[Exercises to complete]
1 - Rewrite the floor-function integral thread from the words "But it is not" through the words "as a whole.", putting "individually" in place of "separately".
2 - In the floor-function integral thread, what substitution does the asker use to evaluate the integral of the floor term?

Evaluate:$$\int_0^{\ln 2}\left(\frac{1}{e^x-1}-\left\lfloor\frac{1}{e^x-1}\right\rfloor\right)dx$$
My Attempt:
Upon evaluating $$\int_0^{\ln 2}\frac{1}{e^x-1}dx$$ I am getting $$|\ln(e^x-1)-x|_0^{\ln 2}$$
And on evaluating $$\int_0^{\ln 2}\left\lfloor\frac{1}{e^x-1}\right\rfloor dx$$ by substituting $\frac{1}{e^x-1}=t$ i.e. $x=\ln(1+\frac{1}{t})$
I get
$$\int_0^{\ln 2}\left\lfloor\frac{1}{e^x-1}\right\rfloor dx=\int_1^{\infty}\frac{\left\lfloor t\right\rfloor}{t(1+t)}dt=\lim_{n\to \infty}\left(\ln(n+1)-n\ln(1+\frac{1}{n})\right)$$
Given answer is $1-\ln 2$
which I will get if I cancel out the infinities I obtain in solving $\int_0^{\ln 2}\frac{1}{e^x-1}dx$
and $\int_0^{\ln 2}\left\lfloor\frac{1}{e^x-1}\right\rfloor dx$.
But it is not justified as limit of the form $\infty-\infty$ is indeterminate.
So I think solving the two integrals separately may not be a good idea.
Can the integral be evaluated as a whole.
Best Answer
Following your idea, we perform the change of integration variables from $x$ to $t$ via $t=1/(\mathrm{e}^x-1)$. Then \begin{align*} \int_1^{ + \infty } {\frac{{t - \left\lfloor t \right\rfloor }}{{t(t + 1)}}{\rm d}t} &= \sum\limits_{k = 1}^\infty {\int_k^{k + 1} {\frac{{t - \left\lfloor t \right\rfloor }}{{t(t + 1)}}{\rm d}t} } = \sum\limits_{k = 1}^\infty {\int_0^1 {\frac{{t - \left\lfloor t \right\rfloor }}{{(t + k)(t + k + 1)}}{\rm d}t} }\\ & = \int_0^1 {(t - \left\lfloor t \right\rfloor )\sum\limits_{k = 1}^\infty {\frac{1}{{(t + k)(t + k + 1)}}} {\rm d}t} \\& = \int_0^1 {(t - \left\lfloor t \right\rfloor )\sum\limits_{k = 1}^\infty {\left( {\frac{1}{{t + k}} - \frac{1}{{t + k + 1}}} \right)} {\rm d}t} \\ & = \int_0^1 {\frac{{t - \left\lfloor t \right\rfloor }}{{t + 1}}{\rm d}t} = \int_0^1 {\frac{{t}}{{t + 1}}{\rm d}t} = 1 - \log 2. \end{align*}

[Raw data]
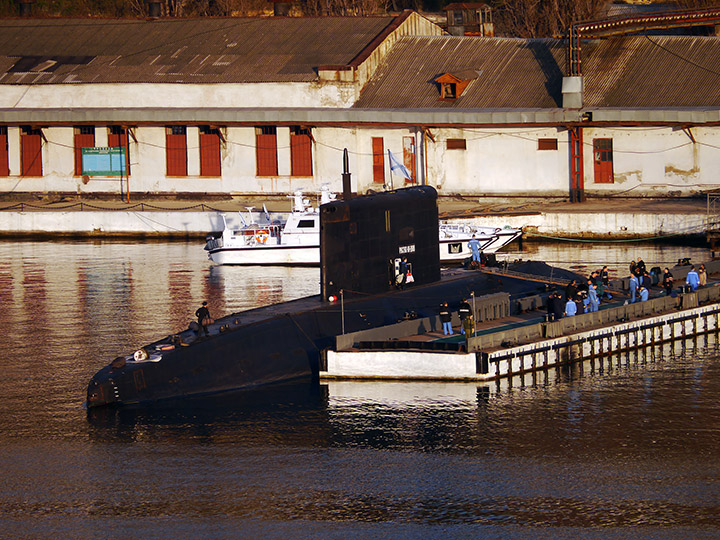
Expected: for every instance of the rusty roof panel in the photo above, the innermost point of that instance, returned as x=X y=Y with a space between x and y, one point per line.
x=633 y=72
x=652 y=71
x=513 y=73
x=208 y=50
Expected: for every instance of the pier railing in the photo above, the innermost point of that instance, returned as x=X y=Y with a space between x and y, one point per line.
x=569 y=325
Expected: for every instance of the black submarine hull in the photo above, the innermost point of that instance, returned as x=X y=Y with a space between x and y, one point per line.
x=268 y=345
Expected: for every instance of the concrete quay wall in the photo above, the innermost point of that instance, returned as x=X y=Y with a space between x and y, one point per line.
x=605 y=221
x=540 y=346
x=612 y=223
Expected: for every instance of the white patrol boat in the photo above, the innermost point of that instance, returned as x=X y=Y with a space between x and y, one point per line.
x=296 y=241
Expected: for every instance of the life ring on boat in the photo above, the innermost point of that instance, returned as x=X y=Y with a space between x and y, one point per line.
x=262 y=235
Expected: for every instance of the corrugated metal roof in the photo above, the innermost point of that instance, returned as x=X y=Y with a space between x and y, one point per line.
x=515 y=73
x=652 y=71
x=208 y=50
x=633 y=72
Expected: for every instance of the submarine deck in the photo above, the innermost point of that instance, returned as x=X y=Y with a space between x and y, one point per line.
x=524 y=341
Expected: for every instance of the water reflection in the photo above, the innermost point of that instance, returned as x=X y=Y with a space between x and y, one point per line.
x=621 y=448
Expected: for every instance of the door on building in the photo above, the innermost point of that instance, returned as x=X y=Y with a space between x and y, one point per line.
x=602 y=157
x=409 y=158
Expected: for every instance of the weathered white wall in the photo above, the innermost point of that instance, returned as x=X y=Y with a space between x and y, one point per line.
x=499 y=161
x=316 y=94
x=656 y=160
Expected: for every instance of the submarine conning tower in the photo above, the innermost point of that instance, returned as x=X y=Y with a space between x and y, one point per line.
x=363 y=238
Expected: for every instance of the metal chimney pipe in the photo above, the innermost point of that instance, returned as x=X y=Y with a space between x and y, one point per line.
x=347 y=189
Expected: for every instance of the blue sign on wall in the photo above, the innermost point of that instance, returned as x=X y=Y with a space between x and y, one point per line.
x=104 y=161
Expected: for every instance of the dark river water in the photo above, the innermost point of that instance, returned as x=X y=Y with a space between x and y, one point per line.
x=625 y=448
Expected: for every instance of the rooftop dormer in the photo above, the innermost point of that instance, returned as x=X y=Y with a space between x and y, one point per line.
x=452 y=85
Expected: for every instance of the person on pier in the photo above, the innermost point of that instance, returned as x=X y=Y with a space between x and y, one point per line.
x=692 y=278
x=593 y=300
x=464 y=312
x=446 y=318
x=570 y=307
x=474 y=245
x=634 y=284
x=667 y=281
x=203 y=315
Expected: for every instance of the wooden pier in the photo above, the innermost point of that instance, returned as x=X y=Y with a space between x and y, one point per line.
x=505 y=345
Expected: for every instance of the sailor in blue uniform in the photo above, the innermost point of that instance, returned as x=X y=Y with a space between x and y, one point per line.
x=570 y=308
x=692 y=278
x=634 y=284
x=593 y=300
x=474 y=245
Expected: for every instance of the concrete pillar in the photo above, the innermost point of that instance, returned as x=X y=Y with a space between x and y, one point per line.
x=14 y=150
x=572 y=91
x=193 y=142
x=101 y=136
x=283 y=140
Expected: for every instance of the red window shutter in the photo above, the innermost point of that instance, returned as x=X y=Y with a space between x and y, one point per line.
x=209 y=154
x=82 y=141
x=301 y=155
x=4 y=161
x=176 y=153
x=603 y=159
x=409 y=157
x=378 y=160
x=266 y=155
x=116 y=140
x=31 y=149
==
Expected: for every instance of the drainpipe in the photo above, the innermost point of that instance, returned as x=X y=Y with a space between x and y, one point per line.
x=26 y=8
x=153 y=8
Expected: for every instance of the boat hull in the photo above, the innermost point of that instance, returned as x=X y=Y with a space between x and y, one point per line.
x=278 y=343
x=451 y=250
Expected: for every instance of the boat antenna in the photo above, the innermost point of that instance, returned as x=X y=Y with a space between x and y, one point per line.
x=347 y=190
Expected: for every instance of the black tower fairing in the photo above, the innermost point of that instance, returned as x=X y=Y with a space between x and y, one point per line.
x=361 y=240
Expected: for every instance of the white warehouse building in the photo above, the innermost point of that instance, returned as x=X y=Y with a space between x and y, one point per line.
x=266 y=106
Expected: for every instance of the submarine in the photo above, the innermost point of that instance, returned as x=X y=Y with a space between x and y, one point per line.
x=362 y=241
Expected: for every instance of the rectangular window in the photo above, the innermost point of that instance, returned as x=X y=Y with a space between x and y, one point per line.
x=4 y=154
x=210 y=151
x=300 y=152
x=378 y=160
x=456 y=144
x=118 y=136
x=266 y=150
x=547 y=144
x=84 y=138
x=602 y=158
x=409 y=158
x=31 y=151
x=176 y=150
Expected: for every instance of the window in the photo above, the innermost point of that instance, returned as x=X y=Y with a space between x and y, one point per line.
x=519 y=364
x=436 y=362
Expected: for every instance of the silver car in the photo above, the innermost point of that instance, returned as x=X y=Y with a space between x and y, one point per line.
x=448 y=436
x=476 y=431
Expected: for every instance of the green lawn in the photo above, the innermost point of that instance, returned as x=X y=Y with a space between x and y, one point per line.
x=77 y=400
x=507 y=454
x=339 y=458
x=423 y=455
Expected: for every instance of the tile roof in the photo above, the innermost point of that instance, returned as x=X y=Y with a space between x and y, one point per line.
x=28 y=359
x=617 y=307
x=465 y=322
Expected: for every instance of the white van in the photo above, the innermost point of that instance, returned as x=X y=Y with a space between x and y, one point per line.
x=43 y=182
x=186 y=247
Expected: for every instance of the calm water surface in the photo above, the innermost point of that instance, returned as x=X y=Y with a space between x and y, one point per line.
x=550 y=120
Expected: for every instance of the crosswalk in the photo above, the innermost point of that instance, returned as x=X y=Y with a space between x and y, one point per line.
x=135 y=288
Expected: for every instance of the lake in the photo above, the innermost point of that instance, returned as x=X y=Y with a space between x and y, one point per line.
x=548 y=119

[Solutions by task]
1 -
But it is not justified as limit of the form $\infty-\infty$ is indeterminate.
So I think solving the two integrals individually may not be a good idea.
Can the integral be evaluated as a whole.

2 - The asker sets 1/(e^x − 1) = t, that is, x = ln(1 + 1/t).